■ **PROVIDED RECORDS**
___

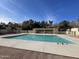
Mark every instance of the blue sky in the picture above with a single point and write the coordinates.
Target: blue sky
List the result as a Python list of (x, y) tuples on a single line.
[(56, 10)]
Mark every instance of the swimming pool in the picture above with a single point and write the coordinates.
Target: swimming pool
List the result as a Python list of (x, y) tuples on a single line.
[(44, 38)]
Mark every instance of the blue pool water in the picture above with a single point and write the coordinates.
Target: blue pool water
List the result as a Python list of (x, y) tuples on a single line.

___

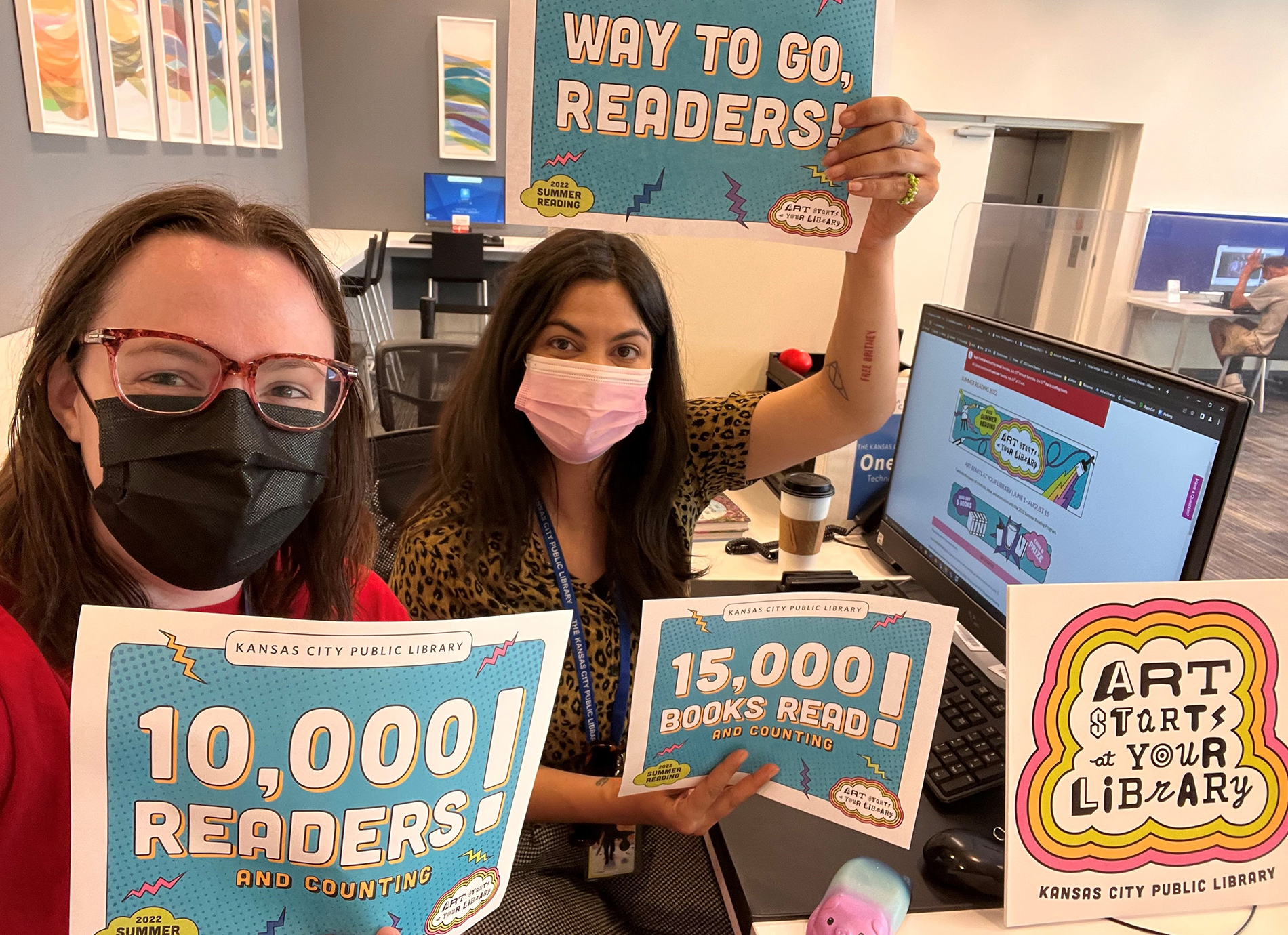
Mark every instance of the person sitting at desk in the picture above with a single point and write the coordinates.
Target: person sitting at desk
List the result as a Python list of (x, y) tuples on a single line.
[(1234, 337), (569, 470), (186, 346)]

___

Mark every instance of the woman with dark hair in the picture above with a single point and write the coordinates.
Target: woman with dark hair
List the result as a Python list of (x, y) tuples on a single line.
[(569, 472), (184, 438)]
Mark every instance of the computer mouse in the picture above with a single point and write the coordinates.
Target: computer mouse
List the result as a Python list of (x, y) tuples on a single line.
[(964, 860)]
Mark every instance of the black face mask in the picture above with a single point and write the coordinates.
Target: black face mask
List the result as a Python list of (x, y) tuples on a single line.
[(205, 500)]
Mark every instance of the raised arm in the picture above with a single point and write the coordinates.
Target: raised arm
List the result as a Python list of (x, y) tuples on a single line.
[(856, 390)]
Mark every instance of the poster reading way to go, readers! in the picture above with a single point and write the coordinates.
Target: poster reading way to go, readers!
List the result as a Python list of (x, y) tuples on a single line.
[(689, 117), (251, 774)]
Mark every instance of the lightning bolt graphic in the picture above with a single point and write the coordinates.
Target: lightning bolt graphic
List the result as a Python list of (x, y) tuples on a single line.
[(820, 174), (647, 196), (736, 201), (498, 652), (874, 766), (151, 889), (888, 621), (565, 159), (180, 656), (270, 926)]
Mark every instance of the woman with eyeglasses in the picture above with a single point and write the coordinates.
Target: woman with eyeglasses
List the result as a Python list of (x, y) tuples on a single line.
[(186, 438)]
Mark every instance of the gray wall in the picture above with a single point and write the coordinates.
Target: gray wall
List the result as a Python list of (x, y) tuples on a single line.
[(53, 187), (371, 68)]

___

■ **REQUIREMENT**
All lines in the preceding records that hold the word "poster" need to be copied.

■ **SOLUTION FOR THIS TASK**
Mark every instance of the poster reading way to go, readers! in the picture above with a single point and write the coordinates.
Target: poster reading way to go, readers!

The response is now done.